### TASK REQUIREMENTS
Copy out the records below, changing every "pixel coordinates" to "image coordinates" and leaving everything else the same.

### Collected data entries
>>>>

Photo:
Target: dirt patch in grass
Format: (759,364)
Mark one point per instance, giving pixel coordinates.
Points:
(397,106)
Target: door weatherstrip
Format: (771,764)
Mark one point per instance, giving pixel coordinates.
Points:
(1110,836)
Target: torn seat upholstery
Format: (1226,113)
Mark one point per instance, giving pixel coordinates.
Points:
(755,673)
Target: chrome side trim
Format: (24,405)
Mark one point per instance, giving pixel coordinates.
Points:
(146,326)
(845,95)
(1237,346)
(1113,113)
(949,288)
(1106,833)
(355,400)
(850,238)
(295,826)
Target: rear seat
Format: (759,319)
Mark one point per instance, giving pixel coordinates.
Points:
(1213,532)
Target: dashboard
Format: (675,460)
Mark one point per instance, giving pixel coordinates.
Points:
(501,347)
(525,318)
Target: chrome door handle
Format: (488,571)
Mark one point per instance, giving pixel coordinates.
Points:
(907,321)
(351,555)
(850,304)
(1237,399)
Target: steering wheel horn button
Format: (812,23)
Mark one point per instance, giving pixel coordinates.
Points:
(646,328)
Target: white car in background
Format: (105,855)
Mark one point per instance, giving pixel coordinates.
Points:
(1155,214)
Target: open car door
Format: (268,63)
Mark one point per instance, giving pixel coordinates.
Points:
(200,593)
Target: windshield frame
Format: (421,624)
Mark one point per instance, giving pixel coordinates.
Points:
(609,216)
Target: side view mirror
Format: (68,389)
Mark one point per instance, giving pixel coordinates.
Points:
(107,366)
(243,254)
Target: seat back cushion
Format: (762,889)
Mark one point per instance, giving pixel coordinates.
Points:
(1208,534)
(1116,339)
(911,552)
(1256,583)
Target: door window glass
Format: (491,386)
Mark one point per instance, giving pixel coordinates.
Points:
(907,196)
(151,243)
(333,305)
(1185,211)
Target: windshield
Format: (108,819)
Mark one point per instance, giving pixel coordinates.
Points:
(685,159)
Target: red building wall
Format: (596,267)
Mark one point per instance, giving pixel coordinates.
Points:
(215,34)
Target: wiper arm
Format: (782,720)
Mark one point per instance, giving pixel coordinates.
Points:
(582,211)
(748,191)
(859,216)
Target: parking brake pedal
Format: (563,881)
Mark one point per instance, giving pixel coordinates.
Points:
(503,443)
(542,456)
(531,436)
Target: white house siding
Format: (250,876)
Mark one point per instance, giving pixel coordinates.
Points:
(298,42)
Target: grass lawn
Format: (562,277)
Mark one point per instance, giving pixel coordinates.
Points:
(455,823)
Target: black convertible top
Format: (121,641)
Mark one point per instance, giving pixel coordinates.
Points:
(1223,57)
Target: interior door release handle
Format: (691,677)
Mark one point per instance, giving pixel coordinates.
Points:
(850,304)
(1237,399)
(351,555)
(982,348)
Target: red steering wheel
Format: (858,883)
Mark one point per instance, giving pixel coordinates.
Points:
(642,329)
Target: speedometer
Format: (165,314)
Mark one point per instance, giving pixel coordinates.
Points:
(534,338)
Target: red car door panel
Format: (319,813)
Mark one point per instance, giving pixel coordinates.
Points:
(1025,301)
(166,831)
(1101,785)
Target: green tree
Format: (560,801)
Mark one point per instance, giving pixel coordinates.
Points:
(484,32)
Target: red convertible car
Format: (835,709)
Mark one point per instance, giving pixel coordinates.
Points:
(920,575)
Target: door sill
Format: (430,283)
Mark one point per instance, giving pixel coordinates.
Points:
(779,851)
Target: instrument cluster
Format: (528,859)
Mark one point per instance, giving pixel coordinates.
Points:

<<<<

### WRITTEN SOLUTION
Photo:
Target: dirt patch in grass
Format: (759,364)
Mark one point per instance, giving image coordinates.
Points:
(397,106)
Target: door weatherstrip
Format: (771,764)
Mark one point per instance, giving image coordinates.
Points:
(1110,836)
Target: torn seat upholstery
Format: (1226,113)
Mark one point per instance, giving image coordinates.
Points:
(755,673)
Target: chrome side trim
Format: (24,405)
Mark one point per instance, giving image coordinates.
Points:
(146,326)
(845,95)
(1237,346)
(1113,113)
(949,288)
(1106,833)
(355,400)
(850,238)
(295,826)
Target: rear seat
Format: (759,319)
Mark one point per instance, giving image coordinates.
Points:
(1213,532)
Target: dashboard
Format: (675,460)
Mark one point per instance, giving image coordinates.
Points:
(501,347)
(525,318)
Target: chrome door handle
Format: (488,571)
Mark one point per instance, giving image coordinates.
Points:
(907,321)
(351,555)
(850,304)
(1237,399)
Target: steering wheel horn button
Format: (812,23)
Mark one point per instance, giving image coordinates.
Points:
(646,328)
Target: white car in background
Format: (105,855)
Mark one point per instance, giving image coordinates.
Points:
(1155,214)
Target: open car door
Format: (268,63)
Mark one point per instance, giving image coordinates.
Points:
(200,593)
Target: windshield frame
Format: (421,624)
Mark one point per instance, giving image coordinates.
Points:
(609,216)
Target: side view mirror
Format: (68,389)
Mark one point per instance, giving image coordinates.
Points:
(107,366)
(243,254)
Target: seat back cushion
Format: (762,889)
Mark one point per instance, giving image coordinates.
Points:
(1208,534)
(1116,339)
(911,552)
(1256,583)
Target: door window glass
Format: (491,386)
Mark one point per instance, giving image coordinates.
Points:
(907,196)
(151,243)
(333,305)
(1185,211)
Target: windshield
Format: (108,819)
Mark one point per instance, giving image coordinates.
Points:
(685,159)
Target: red building wall
Format: (596,267)
Mark one point per instance, giving image coordinates.
Points:
(215,34)
Target: wiper arm
Format: (782,720)
Mark one point per instance, giving image coordinates.
Points:
(582,211)
(748,191)
(859,216)
Target: parking brake pedal
Format: (563,881)
Mark one point per instance, giving image coordinates.
Points:
(503,443)
(542,456)
(531,436)
Target: white house siding
Format: (250,876)
Mark one point per instance, giving image coordinates.
Points:
(298,42)
Target: grass lawn
Format: (562,277)
Mark one point per instance, giving image coordinates.
Points:
(455,823)
Target: black convertible top
Format: (121,641)
Mark one point per instance, giving image coordinates.
Points:
(1223,57)
Target: interior door release handle
Format: (691,677)
Mark one point per instance, giving image coordinates.
Points:
(850,304)
(1237,399)
(351,555)
(982,348)
Target: red steering wheel
Format: (858,883)
Mark one point per instance, giving image coordinates.
Points:
(642,329)
Target: speedometer
Format: (165,314)
Mark one point per instance, giving image coordinates.
Points:
(534,338)
Target: red car door panel
Format: (319,813)
Mark one point per instance, giving image coordinates.
Points:
(1025,301)
(166,831)
(1101,785)
Target: green tree
Format: (560,801)
Mark one point per instance, giving image coordinates.
Points:
(484,32)
Target: red convertible car
Format: (835,709)
Mark one point per instance, giving image coordinates.
Points:
(920,575)
Target: door sill
Format: (430,283)
Mark one point per instance, giving image coordinates.
Points:
(779,851)
Target: instrument cluster
Format: (528,859)
Mark one point per instance, giving image coordinates.
Points:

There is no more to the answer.